▶ **About this task**: In the records below, the line with "Target: floral patterned blanket" opens the range and the line with "Target: white picnic blanket" closes it; print that range exactly and nothing else.
BEGIN Provided entries
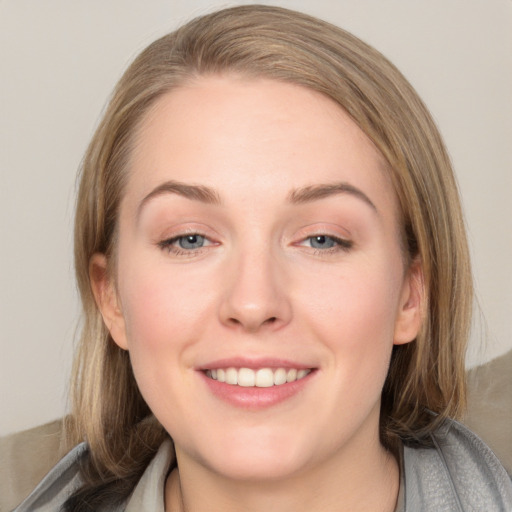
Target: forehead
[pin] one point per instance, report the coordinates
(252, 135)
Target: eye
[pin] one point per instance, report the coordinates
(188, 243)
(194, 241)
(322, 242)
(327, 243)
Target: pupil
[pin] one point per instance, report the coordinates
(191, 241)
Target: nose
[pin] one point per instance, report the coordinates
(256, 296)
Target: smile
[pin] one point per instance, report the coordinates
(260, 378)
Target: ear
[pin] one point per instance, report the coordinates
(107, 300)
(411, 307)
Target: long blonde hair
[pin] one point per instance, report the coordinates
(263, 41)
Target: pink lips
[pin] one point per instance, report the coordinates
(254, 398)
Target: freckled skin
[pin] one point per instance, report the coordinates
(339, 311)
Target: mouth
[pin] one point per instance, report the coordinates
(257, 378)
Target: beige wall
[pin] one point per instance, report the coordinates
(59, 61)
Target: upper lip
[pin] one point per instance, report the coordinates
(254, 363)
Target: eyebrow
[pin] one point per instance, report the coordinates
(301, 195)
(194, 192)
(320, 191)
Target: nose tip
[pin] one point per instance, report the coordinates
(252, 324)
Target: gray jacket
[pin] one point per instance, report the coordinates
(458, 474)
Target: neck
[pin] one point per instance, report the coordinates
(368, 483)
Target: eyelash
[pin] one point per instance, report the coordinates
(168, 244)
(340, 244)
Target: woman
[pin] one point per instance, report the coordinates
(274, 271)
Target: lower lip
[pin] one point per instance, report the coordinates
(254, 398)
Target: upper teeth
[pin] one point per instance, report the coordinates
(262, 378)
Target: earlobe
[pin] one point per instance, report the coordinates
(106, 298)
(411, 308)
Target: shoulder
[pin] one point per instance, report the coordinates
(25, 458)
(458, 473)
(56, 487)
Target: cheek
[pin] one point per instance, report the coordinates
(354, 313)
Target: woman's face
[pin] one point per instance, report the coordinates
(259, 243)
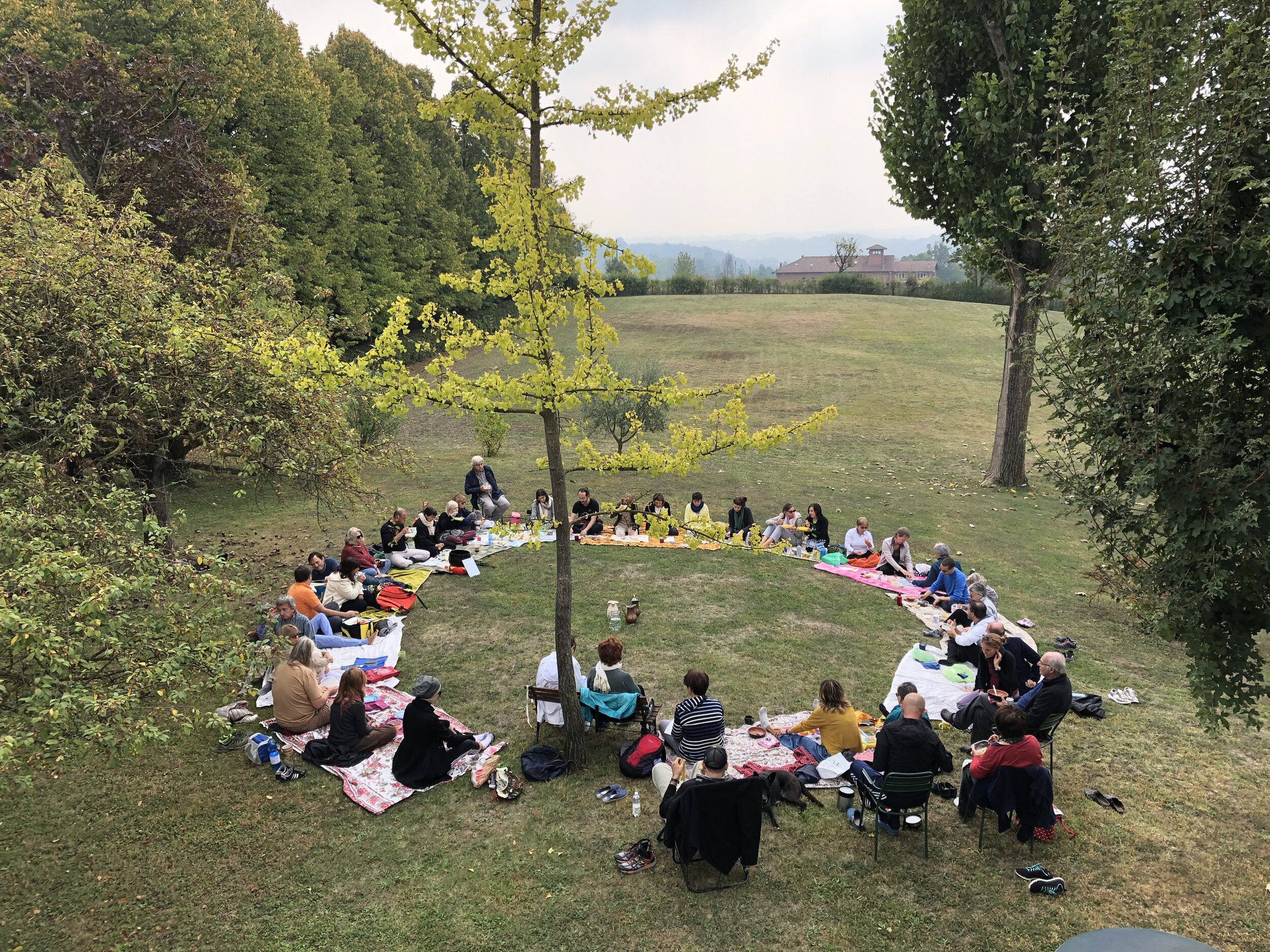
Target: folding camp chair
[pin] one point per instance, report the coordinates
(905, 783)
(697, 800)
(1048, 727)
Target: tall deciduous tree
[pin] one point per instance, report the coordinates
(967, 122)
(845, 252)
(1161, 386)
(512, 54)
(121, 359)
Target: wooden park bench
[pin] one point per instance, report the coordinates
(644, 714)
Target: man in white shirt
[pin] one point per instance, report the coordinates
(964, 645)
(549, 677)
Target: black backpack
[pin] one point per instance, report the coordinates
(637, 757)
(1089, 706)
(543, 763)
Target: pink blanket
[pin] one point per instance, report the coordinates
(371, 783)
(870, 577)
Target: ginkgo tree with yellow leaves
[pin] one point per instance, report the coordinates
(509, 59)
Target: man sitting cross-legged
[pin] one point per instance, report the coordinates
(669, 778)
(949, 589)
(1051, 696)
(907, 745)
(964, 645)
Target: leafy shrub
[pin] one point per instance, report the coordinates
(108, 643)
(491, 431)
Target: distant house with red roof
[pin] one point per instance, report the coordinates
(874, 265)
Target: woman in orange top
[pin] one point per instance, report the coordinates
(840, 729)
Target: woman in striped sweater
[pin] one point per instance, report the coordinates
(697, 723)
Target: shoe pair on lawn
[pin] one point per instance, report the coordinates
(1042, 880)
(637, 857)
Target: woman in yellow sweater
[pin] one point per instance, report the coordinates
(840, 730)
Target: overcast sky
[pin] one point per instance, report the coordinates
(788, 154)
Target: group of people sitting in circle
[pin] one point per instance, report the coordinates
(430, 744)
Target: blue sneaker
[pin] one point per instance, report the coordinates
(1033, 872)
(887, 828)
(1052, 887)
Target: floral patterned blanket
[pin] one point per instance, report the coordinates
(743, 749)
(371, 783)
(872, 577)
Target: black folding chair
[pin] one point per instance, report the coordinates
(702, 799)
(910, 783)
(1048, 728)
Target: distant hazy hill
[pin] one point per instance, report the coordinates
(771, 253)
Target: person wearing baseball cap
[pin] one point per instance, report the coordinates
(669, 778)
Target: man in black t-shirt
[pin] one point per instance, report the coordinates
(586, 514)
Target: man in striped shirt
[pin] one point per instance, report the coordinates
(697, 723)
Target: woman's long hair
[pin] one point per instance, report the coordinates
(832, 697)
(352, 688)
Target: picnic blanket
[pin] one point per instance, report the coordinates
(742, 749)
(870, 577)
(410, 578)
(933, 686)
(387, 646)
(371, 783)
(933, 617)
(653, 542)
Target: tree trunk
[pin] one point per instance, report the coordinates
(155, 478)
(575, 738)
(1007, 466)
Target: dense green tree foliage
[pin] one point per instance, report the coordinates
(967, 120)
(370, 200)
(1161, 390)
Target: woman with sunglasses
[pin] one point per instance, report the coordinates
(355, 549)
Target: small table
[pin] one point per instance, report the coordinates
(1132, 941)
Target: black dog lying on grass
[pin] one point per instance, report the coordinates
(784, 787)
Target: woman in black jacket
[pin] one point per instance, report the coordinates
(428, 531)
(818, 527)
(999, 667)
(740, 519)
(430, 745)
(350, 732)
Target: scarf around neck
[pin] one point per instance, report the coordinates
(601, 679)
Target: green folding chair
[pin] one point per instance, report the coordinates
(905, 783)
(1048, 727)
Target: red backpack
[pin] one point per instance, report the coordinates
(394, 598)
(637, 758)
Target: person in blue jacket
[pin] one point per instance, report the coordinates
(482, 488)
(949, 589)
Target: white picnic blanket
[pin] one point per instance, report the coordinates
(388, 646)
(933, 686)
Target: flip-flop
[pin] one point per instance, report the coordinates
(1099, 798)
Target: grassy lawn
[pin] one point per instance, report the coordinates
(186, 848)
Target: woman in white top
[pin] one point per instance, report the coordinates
END Provided entries
▶ **Reply**:
Target: floral patterned blanket
[pin] one point per instance, report the coordinates
(743, 749)
(371, 783)
(872, 577)
Target: black folding chair
[pin] one point per instance, report the coordinates
(702, 799)
(910, 783)
(1048, 728)
Target: distant hazy hill
[pin] one point per instance, report the coordinates
(771, 253)
Target: person wearing baseball cap
[pin] one point per instance, report the coordinates
(669, 778)
Target: man in black t-shirt
[pin] one point per instance, report the coordinates
(586, 514)
Target: man in striped shirt
[pin] one point per instance, report the coordinates
(697, 723)
Target: woman's long hair
[pin] one point per instance, report the coordinates
(832, 697)
(352, 688)
Target: picnic blanket
[pin] one point per instance, report the coordinates
(742, 749)
(870, 577)
(410, 578)
(933, 686)
(387, 646)
(371, 783)
(933, 617)
(653, 542)
Target: tree trunk
[pin] one point per instance, report the coordinates
(155, 478)
(575, 738)
(1007, 466)
Target: dense green tree foliage
[pin] one point per instance, report the coordinates
(967, 120)
(370, 200)
(1161, 390)
Target: woman with sunglasses
[pin] one point per instance, report the coordinates
(355, 549)
Target: small table
[pin] one point per instance, report the coordinates
(1132, 941)
Target: black dog lying on grass
[pin] one point per instance, report the coordinates
(784, 787)
Target: woman in black jacket
[pin] one point per instance, report the coordinates
(428, 531)
(818, 527)
(999, 667)
(740, 519)
(430, 745)
(350, 732)
Target: scarf around neck
[pin] one point per instance, report the coordinates
(601, 679)
Target: green folding chair
[pin] one point per instance, report the coordinates
(905, 783)
(1048, 727)
Target: red backpack
[pin] one point per instance, report the coordinates
(394, 598)
(637, 758)
Target: person in blue jacket
[pin] one point per instance, report the coordinates
(482, 488)
(949, 589)
Target: white picnic blanket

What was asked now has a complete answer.